The task -
Transcribe verbatim every line from the line containing "For the evaluation set, spot each instance of the military" to the end of the entries, including both endpoints. Output nothing beyond those lines.

━━ Supplied records

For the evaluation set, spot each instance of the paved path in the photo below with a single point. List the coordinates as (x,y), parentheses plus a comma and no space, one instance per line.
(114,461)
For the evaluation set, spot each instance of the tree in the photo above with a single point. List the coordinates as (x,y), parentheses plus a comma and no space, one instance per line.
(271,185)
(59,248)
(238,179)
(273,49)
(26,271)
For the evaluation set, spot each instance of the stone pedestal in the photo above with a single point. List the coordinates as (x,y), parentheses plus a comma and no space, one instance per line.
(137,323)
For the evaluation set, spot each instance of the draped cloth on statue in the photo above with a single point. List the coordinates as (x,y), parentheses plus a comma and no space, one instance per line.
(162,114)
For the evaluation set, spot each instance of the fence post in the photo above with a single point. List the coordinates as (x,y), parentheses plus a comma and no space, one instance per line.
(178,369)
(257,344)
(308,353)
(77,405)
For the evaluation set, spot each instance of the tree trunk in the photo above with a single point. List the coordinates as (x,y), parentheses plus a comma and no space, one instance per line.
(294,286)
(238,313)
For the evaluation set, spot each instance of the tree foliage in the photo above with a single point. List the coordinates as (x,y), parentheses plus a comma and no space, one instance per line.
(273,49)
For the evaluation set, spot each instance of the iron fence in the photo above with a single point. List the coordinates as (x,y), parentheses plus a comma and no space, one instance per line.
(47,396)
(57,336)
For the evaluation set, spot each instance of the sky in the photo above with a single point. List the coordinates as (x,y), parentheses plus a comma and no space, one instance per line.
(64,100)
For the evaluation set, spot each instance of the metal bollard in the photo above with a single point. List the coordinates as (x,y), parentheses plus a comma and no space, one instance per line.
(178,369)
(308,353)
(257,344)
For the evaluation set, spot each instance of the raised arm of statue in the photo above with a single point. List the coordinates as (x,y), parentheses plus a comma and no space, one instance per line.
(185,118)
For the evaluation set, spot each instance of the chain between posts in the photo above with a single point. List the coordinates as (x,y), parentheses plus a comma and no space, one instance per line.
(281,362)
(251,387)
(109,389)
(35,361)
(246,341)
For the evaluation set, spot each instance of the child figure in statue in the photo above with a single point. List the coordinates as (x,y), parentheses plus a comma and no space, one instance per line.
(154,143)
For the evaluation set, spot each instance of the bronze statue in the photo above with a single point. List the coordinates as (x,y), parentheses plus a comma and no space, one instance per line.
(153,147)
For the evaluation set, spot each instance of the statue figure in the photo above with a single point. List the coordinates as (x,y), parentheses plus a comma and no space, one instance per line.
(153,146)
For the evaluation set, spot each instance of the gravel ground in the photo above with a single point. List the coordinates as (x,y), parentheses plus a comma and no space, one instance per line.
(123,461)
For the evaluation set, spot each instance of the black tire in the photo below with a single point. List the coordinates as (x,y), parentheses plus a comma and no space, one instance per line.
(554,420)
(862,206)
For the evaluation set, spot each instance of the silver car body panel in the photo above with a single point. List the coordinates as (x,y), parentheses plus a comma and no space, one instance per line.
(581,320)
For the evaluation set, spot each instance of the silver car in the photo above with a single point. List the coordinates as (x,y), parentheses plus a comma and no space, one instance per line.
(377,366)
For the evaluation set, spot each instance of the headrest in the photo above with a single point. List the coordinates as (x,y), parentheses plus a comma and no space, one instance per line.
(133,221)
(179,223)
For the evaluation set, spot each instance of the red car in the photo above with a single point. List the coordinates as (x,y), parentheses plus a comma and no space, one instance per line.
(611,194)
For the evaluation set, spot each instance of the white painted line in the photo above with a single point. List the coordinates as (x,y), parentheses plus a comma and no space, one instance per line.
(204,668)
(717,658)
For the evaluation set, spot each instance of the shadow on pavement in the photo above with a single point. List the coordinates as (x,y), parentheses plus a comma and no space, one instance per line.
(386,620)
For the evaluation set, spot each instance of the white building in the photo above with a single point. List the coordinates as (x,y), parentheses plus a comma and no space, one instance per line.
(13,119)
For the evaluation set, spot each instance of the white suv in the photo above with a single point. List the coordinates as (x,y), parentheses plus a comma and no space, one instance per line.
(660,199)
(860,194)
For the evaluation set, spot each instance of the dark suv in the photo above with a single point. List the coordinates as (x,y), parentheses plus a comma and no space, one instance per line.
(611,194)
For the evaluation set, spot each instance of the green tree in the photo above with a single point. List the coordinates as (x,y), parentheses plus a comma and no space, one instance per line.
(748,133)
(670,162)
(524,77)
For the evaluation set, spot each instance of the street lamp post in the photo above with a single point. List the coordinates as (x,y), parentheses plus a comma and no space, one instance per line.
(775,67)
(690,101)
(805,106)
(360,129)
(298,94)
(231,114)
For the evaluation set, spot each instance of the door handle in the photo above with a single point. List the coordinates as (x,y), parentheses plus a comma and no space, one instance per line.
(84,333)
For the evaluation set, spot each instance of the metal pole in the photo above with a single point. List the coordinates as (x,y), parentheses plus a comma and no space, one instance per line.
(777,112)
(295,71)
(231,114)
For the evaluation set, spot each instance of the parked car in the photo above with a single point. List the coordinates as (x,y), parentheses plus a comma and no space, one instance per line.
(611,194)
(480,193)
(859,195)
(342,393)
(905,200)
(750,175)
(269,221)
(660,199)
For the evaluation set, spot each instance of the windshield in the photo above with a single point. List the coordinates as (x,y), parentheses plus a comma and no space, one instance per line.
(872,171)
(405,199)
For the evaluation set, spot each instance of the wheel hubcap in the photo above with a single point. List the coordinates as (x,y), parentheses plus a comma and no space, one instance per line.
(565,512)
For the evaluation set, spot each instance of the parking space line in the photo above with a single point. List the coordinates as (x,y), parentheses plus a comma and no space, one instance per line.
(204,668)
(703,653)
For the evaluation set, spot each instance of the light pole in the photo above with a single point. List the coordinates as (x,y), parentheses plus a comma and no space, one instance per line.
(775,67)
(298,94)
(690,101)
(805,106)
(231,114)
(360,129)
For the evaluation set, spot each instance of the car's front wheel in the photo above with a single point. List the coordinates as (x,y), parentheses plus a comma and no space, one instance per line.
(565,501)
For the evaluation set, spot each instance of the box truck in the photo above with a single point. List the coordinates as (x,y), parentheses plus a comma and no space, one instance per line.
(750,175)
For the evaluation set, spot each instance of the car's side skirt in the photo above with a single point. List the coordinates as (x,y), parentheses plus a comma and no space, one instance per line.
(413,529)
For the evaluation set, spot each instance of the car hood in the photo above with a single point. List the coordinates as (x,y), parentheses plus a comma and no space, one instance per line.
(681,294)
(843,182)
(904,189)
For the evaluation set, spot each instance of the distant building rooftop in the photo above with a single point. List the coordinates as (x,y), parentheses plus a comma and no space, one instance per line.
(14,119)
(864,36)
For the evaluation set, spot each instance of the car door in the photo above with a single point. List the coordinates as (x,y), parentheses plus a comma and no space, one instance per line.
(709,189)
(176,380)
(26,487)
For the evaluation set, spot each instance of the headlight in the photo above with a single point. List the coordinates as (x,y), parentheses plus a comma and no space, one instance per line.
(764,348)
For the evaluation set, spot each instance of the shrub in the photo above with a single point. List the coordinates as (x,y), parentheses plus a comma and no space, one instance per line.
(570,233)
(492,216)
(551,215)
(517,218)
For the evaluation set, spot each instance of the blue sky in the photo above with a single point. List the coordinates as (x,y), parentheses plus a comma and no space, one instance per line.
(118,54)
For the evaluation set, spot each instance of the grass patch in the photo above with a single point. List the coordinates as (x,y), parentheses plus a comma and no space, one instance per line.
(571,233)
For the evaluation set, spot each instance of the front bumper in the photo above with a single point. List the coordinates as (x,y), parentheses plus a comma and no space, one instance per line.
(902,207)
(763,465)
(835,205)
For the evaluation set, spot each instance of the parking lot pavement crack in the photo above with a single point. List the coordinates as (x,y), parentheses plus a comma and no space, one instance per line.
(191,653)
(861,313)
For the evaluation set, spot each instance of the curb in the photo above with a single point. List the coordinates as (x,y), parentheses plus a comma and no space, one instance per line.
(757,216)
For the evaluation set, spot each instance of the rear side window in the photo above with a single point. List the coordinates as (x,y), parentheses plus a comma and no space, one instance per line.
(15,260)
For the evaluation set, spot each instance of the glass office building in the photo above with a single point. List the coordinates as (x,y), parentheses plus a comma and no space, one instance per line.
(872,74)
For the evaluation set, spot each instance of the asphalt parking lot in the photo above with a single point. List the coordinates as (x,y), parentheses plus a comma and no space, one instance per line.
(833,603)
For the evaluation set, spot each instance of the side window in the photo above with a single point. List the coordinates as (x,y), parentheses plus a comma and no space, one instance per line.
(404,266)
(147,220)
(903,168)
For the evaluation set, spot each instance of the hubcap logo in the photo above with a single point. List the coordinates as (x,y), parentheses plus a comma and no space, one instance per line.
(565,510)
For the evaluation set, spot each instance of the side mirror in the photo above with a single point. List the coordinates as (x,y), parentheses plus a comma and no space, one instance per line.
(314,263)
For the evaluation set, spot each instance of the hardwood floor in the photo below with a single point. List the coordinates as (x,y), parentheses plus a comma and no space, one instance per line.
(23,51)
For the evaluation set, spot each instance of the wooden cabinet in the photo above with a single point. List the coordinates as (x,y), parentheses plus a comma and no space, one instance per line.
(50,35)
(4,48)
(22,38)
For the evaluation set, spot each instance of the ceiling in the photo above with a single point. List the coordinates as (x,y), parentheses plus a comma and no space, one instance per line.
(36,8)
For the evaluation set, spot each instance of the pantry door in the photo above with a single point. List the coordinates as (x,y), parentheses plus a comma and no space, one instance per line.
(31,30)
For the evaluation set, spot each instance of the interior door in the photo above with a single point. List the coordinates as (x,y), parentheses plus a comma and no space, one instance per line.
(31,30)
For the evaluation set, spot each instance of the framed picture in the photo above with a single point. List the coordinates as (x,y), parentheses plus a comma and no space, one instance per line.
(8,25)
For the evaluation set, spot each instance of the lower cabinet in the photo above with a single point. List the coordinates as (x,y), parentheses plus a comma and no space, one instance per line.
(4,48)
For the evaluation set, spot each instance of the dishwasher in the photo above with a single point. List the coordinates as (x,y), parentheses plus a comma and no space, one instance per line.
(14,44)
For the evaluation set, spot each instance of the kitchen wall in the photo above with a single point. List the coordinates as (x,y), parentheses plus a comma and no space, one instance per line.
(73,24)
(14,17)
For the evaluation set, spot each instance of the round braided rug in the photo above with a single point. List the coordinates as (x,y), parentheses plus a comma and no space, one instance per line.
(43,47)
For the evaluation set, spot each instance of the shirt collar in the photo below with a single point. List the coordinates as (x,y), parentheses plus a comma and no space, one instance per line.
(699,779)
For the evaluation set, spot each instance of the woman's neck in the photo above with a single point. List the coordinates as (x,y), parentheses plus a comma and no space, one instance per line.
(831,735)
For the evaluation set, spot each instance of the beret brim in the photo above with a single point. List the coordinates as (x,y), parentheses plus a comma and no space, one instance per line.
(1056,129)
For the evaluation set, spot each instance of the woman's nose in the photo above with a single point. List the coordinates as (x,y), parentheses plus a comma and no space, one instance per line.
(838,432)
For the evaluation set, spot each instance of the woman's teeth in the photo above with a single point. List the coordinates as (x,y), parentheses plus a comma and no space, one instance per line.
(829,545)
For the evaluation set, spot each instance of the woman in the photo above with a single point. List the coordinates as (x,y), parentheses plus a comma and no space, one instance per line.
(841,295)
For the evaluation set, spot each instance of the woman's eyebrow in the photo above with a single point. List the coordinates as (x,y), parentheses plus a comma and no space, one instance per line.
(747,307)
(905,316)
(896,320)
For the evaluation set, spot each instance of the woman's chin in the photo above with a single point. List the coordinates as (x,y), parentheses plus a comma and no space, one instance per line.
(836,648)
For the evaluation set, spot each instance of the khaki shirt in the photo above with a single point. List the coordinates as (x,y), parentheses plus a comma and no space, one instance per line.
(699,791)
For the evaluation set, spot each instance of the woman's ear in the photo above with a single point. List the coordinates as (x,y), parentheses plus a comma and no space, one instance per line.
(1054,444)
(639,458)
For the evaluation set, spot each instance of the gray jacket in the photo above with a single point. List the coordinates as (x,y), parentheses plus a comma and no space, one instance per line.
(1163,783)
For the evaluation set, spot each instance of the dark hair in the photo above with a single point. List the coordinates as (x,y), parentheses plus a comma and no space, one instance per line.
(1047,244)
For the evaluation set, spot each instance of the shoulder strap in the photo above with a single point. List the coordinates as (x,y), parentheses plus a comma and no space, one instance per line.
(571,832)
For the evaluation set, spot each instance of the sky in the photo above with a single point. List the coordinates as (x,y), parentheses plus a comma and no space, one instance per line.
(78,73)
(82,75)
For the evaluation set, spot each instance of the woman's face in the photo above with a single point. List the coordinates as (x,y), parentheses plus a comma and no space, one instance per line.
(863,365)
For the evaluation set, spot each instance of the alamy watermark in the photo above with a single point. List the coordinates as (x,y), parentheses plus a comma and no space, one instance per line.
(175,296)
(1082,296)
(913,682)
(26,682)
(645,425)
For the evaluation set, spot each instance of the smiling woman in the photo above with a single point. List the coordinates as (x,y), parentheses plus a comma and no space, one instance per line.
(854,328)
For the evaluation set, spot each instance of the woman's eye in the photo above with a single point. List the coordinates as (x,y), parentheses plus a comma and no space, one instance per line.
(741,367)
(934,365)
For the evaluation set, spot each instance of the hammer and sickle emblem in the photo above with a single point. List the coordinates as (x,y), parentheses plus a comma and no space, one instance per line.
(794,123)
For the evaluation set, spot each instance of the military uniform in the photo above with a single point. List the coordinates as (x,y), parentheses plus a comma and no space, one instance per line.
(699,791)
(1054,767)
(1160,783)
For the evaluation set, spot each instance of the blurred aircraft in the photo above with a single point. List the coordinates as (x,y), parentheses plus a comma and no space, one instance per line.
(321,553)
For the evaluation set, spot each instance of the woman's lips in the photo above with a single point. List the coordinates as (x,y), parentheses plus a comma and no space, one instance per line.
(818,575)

━━━━

Final result -
For the evaluation set, spot each instance of the military uniform in the photo above with a single point. List the coordinates as (x,y), parentheses plus a comma and no space, one instance per line.
(699,791)
(1054,767)
(1160,783)
For the evaluation set, spot each instance of the blurred aircraft in the photo above with a single point. List the coordinates as (x,y), parentheses plus a comma and no space, one instance per line.
(321,553)
For the evaluation set, spot each instance of the woman's lips in the photo above with a single point. List the coordinates as (x,y), parentheses plus a comma and no space, one instance per line.
(818,575)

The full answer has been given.